**ACTION ITEM:**
All pictures must be dropped, while the entries are given again word for word.

**EXCERPTED RECORDS:**
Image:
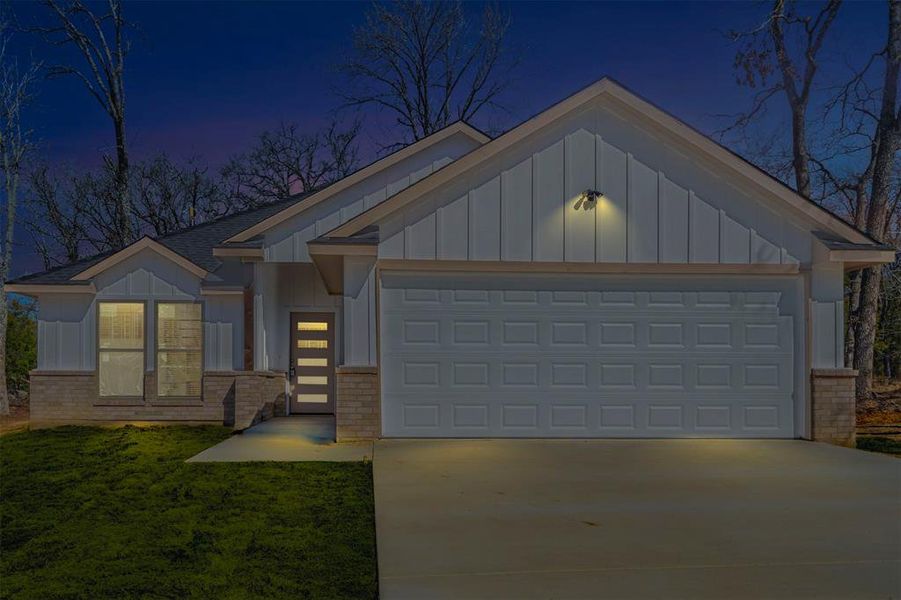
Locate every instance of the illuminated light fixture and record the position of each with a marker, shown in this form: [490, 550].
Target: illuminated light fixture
[588, 199]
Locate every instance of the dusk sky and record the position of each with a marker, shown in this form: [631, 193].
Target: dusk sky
[204, 78]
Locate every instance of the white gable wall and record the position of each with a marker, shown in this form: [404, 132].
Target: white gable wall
[658, 206]
[288, 241]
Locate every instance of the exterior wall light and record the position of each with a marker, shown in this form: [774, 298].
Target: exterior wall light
[588, 199]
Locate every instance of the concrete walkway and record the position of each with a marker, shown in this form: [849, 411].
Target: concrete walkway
[293, 439]
[636, 519]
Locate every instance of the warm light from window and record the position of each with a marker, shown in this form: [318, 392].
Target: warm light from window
[312, 362]
[312, 343]
[313, 398]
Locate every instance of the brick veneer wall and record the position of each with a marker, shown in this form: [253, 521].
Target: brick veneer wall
[834, 406]
[72, 396]
[259, 396]
[357, 407]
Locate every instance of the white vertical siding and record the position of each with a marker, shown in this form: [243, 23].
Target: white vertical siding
[287, 242]
[673, 242]
[612, 210]
[67, 323]
[452, 222]
[579, 222]
[359, 311]
[656, 206]
[642, 227]
[548, 204]
[485, 221]
[223, 333]
[516, 211]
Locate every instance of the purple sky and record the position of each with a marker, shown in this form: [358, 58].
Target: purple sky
[204, 78]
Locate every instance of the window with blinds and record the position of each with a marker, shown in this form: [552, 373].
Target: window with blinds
[121, 348]
[179, 349]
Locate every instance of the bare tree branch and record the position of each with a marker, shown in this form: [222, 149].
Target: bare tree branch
[423, 64]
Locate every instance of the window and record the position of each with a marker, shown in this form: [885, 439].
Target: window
[179, 353]
[121, 348]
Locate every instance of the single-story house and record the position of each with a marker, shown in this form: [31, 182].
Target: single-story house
[601, 270]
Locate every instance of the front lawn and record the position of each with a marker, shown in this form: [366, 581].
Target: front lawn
[879, 444]
[117, 513]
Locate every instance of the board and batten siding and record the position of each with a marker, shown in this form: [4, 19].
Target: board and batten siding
[288, 241]
[535, 211]
[67, 323]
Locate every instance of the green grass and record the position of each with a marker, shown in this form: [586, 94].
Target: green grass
[117, 513]
[879, 444]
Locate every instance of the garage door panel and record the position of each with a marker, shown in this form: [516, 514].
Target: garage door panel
[584, 362]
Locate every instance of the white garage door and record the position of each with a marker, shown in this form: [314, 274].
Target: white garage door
[564, 357]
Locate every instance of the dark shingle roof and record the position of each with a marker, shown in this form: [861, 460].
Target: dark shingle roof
[194, 243]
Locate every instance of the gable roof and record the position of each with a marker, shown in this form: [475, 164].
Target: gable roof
[458, 127]
[194, 244]
[623, 99]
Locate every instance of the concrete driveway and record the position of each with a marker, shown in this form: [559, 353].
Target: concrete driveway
[636, 519]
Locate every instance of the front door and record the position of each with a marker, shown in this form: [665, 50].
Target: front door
[312, 371]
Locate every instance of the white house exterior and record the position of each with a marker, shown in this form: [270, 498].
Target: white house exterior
[601, 270]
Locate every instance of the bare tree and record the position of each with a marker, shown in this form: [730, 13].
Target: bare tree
[885, 148]
[423, 63]
[765, 59]
[16, 91]
[287, 161]
[169, 197]
[55, 219]
[99, 38]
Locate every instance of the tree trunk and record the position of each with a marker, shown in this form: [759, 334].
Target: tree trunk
[801, 155]
[887, 141]
[4, 393]
[864, 351]
[123, 212]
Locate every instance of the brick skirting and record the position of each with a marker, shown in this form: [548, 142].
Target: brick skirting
[237, 398]
[357, 409]
[834, 406]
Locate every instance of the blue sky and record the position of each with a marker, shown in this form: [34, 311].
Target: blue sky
[204, 78]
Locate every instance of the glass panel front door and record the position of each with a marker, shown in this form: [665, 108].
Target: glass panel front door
[312, 373]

**ANSWER TO THIS TASK:**
Image:
Locate every instance of the illuminated light fixture and record the position of each with a marker, shown in this form: [490, 550].
Target: illuminated light fixture
[588, 199]
Locate every instance of the dusk sky and record the position of each with a marker, shown in this form: [631, 193].
Target: dusk sky
[204, 78]
Locate every instance of the white gable wall and record the position of each with a marker, shown in this form: [404, 132].
Target: white gable wall
[658, 206]
[288, 241]
Locate every instance of the exterior wall light and record the position of each with a marker, shown in this form: [774, 298].
Target: exterior wall light
[588, 199]
Locate every instance of the concrete walkway and record the position of each with a marker, shown in this form: [849, 411].
Target: concrete walkway
[293, 439]
[636, 519]
Locate every instance of the warm light from window and record the position of each with a marker, shown in this form: [318, 392].
Target: warm light from window
[312, 362]
[312, 343]
[313, 398]
Locate every instance of the brick veneer wall and record the position of each with a marker, shown in this form: [253, 521].
Target: brick veneer wall
[834, 406]
[72, 396]
[259, 396]
[357, 407]
Locate every instance of the white vertical siding and record the position of each with a marker, shown in this form: [243, 23].
Target: white vertical siding
[287, 242]
[673, 242]
[612, 210]
[67, 323]
[452, 222]
[579, 222]
[359, 311]
[656, 206]
[642, 227]
[548, 204]
[485, 221]
[223, 333]
[516, 211]
Locate every instance of the purple sky and record the position of each with a marker, shown in this form: [358, 58].
Target: purple sky
[204, 78]
Locate every instance of the window with blinds and record the position of each with a marker, shown in this form: [552, 373].
Target: window with blinds
[121, 348]
[179, 349]
Locate every instance of the bare tree branch and record the position of each with a marker, shown in this form: [222, 149].
Target: bare tree branch
[423, 64]
Locate every instance of the window and record the position of each with a marker, shown in this form: [885, 439].
Target: window
[179, 353]
[121, 348]
Locate every instance of the single-story house and record the position of each with a marker, shown in this form: [31, 182].
Target: single-story house
[601, 270]
Locate every instance of the front lawn and record the position of each with a marker, shown in this form: [366, 581].
Target: front lawn
[879, 444]
[117, 513]
Locate every instance of the board and batten siding and record the position of each with a marker, shown in this form: [4, 19].
Target: board and batten siding
[288, 241]
[535, 211]
[67, 323]
Locate every instance of the green grass and record the position of each with a marker, shown in this form: [586, 94].
Target: green grass
[117, 513]
[879, 444]
Locate every instance of the garage door panel and record the position of each with a marker, shown in this form: [516, 514].
Target: garage door panel
[584, 362]
Locate every instance of the white garage door and record the position of each with a marker, shown in this form: [314, 274].
Target: white garage door
[564, 357]
Locate every instance of the dark shingle roof and record the position of each with a marker, shown in this form: [861, 460].
Target: dark shingle roof
[194, 243]
Locate every instance of the gable roof and record the position of each with a marker, shown in this form: [475, 164].
Target: gable roof
[458, 127]
[194, 244]
[623, 99]
Locate every instance of the concrete driveway and record the position of each with a marker, shown in this form: [559, 353].
Target: concrete driveway
[636, 519]
Locate every instance of the front door and record the position of each with a marker, shown in this form: [665, 50].
Target: front door
[312, 371]
Locate every instance of the white house exterior and record the position of each with a marker, shown in this form: [270, 498].
Target: white house exterior
[601, 270]
Locate every instance of the bare tree and record the position of each with a marker, shown in this form: [730, 13].
Target: bare tree
[885, 148]
[423, 63]
[765, 59]
[16, 91]
[287, 161]
[169, 197]
[55, 219]
[99, 38]
Locate every instance of the tree trunk and record the position of each with a marker, shown in this form: [759, 334].
Target: tree trunk
[801, 155]
[887, 141]
[4, 393]
[864, 351]
[123, 212]
Locate every instance of the brick skirting and record the position of each with a marker, shown in this form: [548, 142].
Target: brick skirting
[237, 398]
[357, 409]
[834, 406]
Locate every instance of the blue sky and record the position of each with a marker, shown in this form: [34, 311].
Target: blue sky
[204, 78]
Locate every instance of the glass panel front door and record the position of each with a marker, shown in this form: [665, 108].
Target: glass panel front door
[312, 373]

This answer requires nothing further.